◆ **Selected extract**:
"""
How to complain to the ICO
The Information Commissioner's Office is the regulator for data protection. This is the route when a hospital ignores a data request or withholds what it should release.
What is this?
The ICO is the UK's independent regulator for data protection and information rights. If an organisation has failed in its duties under UK GDPR or the Data Protection Act 2018, you can raise it with the ICO. For families, this usually arises around a Subject Access Request for your own data.
When to use this route
- You made a Subject Access Request and the organisation did not respond within the statutory time.
- You were given only part of your data, or material was withheld without a proper lawful basis.
- Your personal data has otherwise been mishandled, for example shared inappropriately or processed unfairly.
The ICO usually expects you to have raised the matter with the organisation first and given it a chance to put things right. Make your complaint to the organisation's Data Protection Officer, wait for a response or for a reasonable time to pass, then go to the ICO if it is not resolved.
What evidence to gather first
- A copy of your original request and the date you sent it, with proof of delivery if you have it.
- Any acknowledgement or response from the organisation, including dates.
- A note of the statutory deadline and how it was missed.
- Any correspondence where you chased a response or raised the failure with the organisation directly.
- A short timeline of events. The ICO works far more quickly from a clear chronology than from a stack of unsorted emails.
Step by step: how to submit
- Go to ico.org.uk and find the section on making a complaint about an organisation.
- Complete the online form. Identify the organisation, describe what happened, and attach your evidence and timeline.
- Be specific about the right engaged, for example "failure to respond to a Subject Access Request under Article 15 of the UK GDPR within one calendar month".
- Keep the reference number the ICO gives you.
What it costs
Nothing. Complaining to the ICO is free.
What the ICO can and cannot do
It can: assess whether the organisation complied with the law, ask it to take action, issue a reprimand, and in more serious cases serve an enforcement notice requiring specific steps.
"""
◆ **Extracted information**:
"""
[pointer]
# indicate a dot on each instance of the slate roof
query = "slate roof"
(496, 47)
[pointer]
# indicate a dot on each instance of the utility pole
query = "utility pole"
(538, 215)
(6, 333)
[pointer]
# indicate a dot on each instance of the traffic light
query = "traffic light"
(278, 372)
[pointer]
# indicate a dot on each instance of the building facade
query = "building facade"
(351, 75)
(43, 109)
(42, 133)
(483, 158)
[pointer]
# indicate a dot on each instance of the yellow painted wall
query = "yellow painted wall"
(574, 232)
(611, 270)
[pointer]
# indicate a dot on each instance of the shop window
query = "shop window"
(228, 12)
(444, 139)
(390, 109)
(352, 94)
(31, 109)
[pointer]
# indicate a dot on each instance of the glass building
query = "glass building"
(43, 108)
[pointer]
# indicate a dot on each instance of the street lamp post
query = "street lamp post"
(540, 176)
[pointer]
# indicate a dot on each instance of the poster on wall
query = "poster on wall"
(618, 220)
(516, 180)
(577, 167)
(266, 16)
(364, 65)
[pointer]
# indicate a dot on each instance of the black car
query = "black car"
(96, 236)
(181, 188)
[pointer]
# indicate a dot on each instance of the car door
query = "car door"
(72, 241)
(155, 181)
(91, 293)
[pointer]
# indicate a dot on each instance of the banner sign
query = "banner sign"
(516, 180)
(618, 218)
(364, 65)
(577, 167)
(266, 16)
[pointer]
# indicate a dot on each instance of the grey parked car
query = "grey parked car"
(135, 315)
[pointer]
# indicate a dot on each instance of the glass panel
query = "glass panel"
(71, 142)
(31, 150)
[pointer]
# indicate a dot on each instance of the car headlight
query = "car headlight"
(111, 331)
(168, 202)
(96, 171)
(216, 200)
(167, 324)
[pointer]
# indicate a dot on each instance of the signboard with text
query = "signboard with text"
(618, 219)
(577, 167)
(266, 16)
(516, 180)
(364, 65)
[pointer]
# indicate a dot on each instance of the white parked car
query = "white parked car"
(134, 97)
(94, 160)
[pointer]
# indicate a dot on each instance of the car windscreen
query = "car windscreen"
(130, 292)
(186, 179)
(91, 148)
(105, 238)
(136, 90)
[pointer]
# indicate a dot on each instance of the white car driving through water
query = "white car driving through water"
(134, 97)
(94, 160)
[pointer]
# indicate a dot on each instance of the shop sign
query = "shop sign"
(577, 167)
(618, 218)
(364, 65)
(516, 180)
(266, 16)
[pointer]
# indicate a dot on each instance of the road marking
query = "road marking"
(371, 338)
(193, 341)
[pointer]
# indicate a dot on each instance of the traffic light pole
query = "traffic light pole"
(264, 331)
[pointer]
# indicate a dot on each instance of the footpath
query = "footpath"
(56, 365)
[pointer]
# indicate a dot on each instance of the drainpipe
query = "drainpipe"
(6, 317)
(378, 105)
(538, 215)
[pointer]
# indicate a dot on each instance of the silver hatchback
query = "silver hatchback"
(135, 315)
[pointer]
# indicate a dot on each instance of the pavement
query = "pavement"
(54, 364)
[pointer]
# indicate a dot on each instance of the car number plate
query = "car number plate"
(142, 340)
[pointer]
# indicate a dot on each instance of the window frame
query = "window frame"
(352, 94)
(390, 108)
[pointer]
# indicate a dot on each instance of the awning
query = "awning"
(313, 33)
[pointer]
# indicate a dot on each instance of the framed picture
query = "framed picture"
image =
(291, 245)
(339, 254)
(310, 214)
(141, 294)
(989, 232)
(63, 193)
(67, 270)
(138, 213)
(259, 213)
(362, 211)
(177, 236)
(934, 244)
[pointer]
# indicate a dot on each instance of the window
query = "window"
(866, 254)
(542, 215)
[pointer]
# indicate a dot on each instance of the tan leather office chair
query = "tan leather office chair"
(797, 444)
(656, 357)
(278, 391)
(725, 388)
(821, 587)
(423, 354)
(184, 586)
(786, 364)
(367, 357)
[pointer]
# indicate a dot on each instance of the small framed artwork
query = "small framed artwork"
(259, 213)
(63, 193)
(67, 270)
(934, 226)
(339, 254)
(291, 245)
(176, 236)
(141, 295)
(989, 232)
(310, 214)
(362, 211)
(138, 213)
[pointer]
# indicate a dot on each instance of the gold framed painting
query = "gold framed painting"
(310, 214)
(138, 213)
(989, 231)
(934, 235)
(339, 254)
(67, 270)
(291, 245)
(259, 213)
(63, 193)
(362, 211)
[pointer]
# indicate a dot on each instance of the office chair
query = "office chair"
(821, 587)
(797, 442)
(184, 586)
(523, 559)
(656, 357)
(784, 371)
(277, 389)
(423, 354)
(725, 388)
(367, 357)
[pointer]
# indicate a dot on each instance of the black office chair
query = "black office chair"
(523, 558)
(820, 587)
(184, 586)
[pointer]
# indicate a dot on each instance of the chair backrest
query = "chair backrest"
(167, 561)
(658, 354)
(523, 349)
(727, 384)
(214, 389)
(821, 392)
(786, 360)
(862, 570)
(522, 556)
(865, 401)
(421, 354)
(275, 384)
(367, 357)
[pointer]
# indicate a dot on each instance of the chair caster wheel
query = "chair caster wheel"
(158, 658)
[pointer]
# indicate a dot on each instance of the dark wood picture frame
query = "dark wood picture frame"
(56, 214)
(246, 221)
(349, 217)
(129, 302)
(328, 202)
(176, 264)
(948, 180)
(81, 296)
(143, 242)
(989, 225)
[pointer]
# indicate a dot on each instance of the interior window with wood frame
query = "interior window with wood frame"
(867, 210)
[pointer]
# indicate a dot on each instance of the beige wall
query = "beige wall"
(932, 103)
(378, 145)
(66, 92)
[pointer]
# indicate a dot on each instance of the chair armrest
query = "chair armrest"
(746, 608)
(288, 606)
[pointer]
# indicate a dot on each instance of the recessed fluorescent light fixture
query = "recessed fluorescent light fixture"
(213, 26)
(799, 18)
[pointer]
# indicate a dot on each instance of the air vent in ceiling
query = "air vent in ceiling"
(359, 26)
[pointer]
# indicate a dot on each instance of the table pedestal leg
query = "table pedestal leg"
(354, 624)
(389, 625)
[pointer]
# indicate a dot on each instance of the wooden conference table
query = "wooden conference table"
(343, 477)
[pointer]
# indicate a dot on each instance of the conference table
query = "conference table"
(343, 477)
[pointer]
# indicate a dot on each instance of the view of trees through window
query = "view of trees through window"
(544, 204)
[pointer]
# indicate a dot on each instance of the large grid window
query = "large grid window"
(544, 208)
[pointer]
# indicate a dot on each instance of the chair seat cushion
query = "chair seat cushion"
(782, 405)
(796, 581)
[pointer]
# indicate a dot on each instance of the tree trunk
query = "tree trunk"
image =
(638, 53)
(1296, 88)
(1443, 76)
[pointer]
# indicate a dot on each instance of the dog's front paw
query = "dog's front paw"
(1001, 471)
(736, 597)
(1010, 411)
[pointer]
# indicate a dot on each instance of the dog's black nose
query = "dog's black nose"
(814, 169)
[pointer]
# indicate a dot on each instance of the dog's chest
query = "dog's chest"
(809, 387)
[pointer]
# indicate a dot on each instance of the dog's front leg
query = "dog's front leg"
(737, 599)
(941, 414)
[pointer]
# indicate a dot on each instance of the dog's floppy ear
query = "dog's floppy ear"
"""
◆ **Required actions**:
a. Say whether each statement agrees with the ICO complaint guide above, answering yes or no and quoting the deciding words: (i) Complaining to the ICO costs nothing. (ii) The ICO usually expects people to skip the organisation and come straight to it. (iii) In more serious cases the ICO can serve an enforcement notice.
b. According to the ICO complaint guide above, who at the organisation should receive your complaint before you go to the ICO?

◆ **Expected outputs**:
a.
(i) Yes: "Nothing. Complaining to the ICO is free."
(ii) No: "The ICO usually expects you to have raised the matter with the organisation first and given it a chance to put things right."
(iii) Yes: "in more serious cases serve an enforcement notice requiring specific steps."

b. The organisation's Data Protection Officer.